Records from a point annotation dataset:
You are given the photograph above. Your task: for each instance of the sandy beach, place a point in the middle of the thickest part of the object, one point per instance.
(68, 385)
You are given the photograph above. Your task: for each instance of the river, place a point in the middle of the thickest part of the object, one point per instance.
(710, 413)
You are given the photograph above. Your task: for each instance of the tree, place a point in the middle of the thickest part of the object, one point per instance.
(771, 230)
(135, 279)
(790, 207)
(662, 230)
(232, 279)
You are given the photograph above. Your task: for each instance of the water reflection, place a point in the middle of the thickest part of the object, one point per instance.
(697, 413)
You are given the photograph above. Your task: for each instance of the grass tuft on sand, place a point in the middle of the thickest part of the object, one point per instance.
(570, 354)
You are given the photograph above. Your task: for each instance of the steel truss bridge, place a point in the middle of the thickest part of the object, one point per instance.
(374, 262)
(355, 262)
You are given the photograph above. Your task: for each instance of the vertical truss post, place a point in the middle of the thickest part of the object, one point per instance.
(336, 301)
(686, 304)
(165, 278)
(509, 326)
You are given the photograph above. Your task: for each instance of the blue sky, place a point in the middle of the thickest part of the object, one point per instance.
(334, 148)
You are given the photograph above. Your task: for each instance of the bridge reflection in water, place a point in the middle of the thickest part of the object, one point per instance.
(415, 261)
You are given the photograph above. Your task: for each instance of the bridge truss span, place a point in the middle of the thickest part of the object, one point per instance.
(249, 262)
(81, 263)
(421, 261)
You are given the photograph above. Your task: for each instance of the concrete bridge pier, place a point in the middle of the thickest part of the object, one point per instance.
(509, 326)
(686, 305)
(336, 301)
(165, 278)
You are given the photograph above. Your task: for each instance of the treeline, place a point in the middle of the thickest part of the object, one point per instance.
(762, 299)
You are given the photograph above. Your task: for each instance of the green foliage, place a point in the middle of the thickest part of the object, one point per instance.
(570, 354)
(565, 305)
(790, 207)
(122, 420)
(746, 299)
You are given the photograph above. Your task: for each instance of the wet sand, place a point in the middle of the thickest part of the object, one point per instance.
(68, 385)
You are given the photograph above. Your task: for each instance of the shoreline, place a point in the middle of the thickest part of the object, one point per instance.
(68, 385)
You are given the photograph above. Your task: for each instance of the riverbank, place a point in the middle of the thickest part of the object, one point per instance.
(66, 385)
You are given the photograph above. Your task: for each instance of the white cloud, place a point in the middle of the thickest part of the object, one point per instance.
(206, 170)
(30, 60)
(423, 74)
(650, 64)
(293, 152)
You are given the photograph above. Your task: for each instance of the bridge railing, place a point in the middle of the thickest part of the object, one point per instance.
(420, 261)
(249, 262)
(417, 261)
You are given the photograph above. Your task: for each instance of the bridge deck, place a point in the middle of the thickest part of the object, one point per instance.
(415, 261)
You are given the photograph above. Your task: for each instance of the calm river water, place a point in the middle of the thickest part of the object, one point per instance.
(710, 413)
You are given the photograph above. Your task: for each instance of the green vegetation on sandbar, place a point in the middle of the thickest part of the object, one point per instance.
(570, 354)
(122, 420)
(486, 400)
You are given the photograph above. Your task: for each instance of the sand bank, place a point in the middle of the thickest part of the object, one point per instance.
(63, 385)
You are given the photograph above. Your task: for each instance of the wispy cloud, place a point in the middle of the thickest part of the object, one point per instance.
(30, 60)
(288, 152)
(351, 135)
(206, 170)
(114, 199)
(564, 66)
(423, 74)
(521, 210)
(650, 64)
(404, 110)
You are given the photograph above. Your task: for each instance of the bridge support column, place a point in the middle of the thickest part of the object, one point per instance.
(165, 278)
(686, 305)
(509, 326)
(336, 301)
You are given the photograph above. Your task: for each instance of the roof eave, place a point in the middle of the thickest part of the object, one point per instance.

Goal: Reproduce all of the data above word for word, changing nothing.

The completed task:
You are given the photograph above. Your task: for each instance of the sandy beach, place a point in the middle of the thickest part of the object, one point per instance.
(68, 385)
You are given the photograph above. Your task: for each instance of the river, place a point in the middle of the thickest part of the object, one point per instance.
(710, 413)
You are given the photograph above. Your task: for each instance of the tree, place a point in the middle of the thickest part of the object, one point per instance.
(771, 230)
(135, 279)
(790, 207)
(662, 230)
(232, 279)
You are given the photograph above. Your task: for each instance of the water reflection, place a point in the middle of the thickest part of the object, one point per instance.
(697, 413)
You are given the photograph above. Your task: for each instance of the grass tuft on sand, place a point in the middle of the thickest part of the object, one point per instance.
(570, 354)
You are given the photograph above. Your task: for each instance of the steel truss bridge, place a point in the middle of the thickest part of the object, one point per instance.
(374, 262)
(355, 262)
You are given the photograph above. Your task: for each instance of the vertical truss post, place a point in the middle of the thickest part of the object, one point per instance.
(336, 301)
(686, 304)
(165, 278)
(509, 326)
You are given the photograph above. Your task: for each instance of the blue sky, place a point in the middle of the thickest part of the object, one point per instance.
(334, 148)
You are given the photograph above. Your task: for each instance of the bridge reflection in water, place a point in the middle of the thickest part of the object, one point per instance.
(415, 261)
You are given the photograph above. Your task: for each instance of the bridge truss span, place a point in the middle of the thickest part of the object, one point per instance.
(249, 262)
(81, 263)
(421, 261)
You are given the photograph above. Your task: for each instance of the concrete bridge pier, place a point in the middle of the thickest part of the object, one point per instance.
(509, 326)
(686, 305)
(336, 301)
(165, 278)
You are given the photograph above. Your task: for each instance of the treeline, place a point in the middle of the thickest part of the object, one point per instance.
(762, 299)
You are given the photograph above. Your task: for each instance of the green foliage, place a point in the middle of the thickest part of the object, one point per instance.
(570, 354)
(565, 305)
(790, 207)
(122, 420)
(746, 299)
You are given the photograph above. Your task: for each instance of the wet sand, place a point in the middle of the thickest part of the object, one point per instance.
(68, 385)
You are given the photograph above. Your task: for each instance of the shoreline, place a point in the middle of the thickest part of the object, one point per instance.
(68, 385)
You are given the photograph above. Your task: for each instance of the riverbank, place a point in the middle of the thickest part of the object, one point per instance.
(66, 385)
You are given the photograph above. Your task: for each instance of the white cloud, place a point in the middle of the thickest part of the object, one point per instance.
(206, 170)
(30, 60)
(423, 74)
(650, 64)
(293, 152)
You are given the photograph above. Your task: for each instance of the bridge railing, place a point in the middle of the thickest part of the object, one point per instance.
(420, 261)
(249, 262)
(417, 261)
You are given the photograph above. Your task: for each instance of the bridge deck, place a point in the middle of the thickest part of the object, one point per instance.
(415, 261)
You are given the photograph above. Your task: for each instance of the calm river water, place a point in the middle of the thickest part of the object, one point per instance.
(710, 413)
You are given the photograph above. Your task: for each instance of the green vegetation on sandbar, place a point in the middle of the thickest part of the object, one point per instance.
(570, 354)
(122, 420)
(486, 400)
You are given the photograph above. Your task: for each instance of the sand bank, place a point in the middle of the thickest part of the object, one point per instance.
(63, 385)
You are given the photograph above. Your task: for each instance of the wispy cloud, place a point in the middle of the thickest part of the object, one point per instance.
(30, 60)
(288, 152)
(351, 135)
(206, 170)
(114, 199)
(564, 66)
(423, 74)
(521, 210)
(650, 64)
(404, 110)
You are given the photograph above. Your task: for each instance of the bridge support column, place a point in the middle of the thickest part of the object, one point per instance.
(165, 278)
(686, 305)
(509, 326)
(336, 301)
You are given the photograph above. Your task: for each instance of the roof eave, place a point in the middle of the thickest part of the object, one point per instance.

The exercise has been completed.